* _Information supplied_:
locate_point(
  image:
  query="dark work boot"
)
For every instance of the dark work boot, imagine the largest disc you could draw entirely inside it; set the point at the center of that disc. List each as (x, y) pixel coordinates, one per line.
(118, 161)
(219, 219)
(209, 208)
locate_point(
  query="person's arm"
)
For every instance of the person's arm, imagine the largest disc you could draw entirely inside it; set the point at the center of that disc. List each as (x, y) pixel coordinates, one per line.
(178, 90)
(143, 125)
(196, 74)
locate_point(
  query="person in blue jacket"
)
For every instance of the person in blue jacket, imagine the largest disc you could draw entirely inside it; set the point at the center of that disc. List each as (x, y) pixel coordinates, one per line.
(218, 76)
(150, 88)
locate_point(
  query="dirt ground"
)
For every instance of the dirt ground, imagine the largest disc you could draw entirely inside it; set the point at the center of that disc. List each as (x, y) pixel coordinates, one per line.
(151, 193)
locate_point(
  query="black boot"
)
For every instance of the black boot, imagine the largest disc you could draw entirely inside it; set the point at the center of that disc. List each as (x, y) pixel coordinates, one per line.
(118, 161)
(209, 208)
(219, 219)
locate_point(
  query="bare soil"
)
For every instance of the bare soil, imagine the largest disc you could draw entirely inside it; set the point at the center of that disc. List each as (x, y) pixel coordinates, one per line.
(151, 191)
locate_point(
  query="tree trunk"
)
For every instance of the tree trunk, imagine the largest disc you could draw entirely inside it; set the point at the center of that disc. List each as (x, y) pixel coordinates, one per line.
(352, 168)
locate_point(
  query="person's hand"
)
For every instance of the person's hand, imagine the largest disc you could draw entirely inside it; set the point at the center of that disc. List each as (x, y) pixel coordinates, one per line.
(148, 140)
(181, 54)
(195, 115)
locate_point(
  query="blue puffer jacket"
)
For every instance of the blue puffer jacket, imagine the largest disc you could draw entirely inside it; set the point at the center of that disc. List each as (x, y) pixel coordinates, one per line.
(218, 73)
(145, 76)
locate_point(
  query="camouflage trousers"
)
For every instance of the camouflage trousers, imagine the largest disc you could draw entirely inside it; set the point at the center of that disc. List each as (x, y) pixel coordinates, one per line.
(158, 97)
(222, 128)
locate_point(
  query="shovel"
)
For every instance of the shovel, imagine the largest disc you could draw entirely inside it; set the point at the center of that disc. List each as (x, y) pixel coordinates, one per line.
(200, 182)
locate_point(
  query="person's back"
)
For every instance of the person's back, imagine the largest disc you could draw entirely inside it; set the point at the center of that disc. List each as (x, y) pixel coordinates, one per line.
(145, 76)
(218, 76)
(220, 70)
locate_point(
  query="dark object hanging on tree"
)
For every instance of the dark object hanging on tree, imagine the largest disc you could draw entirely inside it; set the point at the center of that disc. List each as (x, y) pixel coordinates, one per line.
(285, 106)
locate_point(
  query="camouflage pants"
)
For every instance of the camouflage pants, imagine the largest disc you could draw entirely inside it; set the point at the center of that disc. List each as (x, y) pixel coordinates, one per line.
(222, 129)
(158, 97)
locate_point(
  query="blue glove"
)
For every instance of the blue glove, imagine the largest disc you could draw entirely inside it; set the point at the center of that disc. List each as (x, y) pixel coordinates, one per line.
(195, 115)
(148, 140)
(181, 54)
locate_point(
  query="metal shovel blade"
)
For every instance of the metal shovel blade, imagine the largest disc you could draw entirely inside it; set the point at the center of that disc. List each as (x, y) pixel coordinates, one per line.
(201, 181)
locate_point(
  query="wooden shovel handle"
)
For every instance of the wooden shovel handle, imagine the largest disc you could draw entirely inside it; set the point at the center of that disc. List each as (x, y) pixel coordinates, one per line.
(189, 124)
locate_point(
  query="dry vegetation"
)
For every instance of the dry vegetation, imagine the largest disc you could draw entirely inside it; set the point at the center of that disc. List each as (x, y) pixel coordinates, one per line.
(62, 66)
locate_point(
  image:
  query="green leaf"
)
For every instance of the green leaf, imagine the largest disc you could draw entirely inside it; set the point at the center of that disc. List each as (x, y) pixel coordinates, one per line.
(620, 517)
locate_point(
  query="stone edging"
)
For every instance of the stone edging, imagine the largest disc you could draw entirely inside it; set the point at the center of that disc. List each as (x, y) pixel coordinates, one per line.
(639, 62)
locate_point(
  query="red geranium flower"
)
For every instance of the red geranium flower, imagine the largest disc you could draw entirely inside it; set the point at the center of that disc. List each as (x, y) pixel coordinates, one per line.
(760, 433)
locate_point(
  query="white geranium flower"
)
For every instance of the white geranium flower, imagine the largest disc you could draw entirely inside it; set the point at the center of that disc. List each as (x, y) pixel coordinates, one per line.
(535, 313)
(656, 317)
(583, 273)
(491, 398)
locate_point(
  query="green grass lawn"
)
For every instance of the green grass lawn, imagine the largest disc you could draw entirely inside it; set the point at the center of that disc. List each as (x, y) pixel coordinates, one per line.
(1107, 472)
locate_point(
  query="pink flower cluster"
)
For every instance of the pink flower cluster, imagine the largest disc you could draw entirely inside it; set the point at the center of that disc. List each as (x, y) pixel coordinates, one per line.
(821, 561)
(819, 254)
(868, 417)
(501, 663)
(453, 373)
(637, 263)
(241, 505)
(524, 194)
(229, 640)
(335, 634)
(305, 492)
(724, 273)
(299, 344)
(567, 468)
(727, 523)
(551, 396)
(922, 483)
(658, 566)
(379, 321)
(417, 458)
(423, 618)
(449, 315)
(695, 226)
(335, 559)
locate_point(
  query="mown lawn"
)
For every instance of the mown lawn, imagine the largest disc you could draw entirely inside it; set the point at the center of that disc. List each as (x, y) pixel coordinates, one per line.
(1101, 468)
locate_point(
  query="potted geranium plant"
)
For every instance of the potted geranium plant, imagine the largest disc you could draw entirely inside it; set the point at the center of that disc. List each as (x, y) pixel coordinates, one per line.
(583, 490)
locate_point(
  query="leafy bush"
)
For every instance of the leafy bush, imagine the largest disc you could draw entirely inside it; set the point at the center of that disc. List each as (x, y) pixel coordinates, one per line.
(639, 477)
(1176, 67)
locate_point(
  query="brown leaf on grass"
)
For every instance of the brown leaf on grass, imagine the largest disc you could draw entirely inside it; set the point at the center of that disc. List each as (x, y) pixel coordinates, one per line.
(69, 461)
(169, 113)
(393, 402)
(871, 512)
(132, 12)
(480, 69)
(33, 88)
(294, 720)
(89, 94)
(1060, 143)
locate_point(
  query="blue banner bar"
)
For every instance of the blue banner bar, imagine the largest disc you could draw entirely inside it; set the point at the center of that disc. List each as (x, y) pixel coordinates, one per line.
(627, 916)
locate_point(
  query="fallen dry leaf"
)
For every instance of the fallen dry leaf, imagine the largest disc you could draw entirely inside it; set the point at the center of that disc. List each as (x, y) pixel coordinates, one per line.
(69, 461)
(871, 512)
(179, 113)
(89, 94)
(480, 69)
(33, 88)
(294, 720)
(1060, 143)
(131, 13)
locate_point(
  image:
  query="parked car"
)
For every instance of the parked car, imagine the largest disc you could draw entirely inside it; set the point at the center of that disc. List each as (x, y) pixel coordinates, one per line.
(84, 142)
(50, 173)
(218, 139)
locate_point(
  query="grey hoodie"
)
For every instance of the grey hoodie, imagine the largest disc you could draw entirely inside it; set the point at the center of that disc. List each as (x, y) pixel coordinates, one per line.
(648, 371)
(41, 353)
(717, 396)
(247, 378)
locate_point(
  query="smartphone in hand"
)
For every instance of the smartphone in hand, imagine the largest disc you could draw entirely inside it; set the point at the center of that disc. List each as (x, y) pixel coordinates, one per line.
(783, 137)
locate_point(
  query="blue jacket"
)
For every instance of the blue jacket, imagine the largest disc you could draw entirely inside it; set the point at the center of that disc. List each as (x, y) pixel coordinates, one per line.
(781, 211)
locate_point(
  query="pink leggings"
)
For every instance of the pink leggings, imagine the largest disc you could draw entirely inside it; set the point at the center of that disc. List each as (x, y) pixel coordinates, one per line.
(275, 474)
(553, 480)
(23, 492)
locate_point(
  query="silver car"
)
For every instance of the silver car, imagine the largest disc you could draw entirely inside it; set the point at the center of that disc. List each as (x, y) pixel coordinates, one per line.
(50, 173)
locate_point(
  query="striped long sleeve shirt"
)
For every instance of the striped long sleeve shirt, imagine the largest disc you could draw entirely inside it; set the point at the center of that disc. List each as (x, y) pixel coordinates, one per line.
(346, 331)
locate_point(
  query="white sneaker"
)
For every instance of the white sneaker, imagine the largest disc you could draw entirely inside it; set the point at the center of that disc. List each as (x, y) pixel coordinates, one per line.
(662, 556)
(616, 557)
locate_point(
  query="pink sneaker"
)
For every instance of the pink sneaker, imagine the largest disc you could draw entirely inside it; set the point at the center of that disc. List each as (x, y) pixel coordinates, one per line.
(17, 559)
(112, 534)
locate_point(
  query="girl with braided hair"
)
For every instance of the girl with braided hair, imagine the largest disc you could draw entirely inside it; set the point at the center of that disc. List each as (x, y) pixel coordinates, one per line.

* _Goal of the exercise_: Pick out every line of the listing above that contains the string "camouflage", matching case exactly, and copy each one in full.

* _Solution to this problem_:
  query="camouflage trousers"
For every instance of the camouflage trousers, imagine the largest disc you could draw entirely inside it; set the point at the center of that disc. List each as (x, y) pixel coordinates, one per line.
  query="camouflage pants"
For every instance of the camouflage pants, imagine the largest disc you could draw entirely inside it; set the point at the center of that disc. List each as (x, y) pixel coordinates, one per line.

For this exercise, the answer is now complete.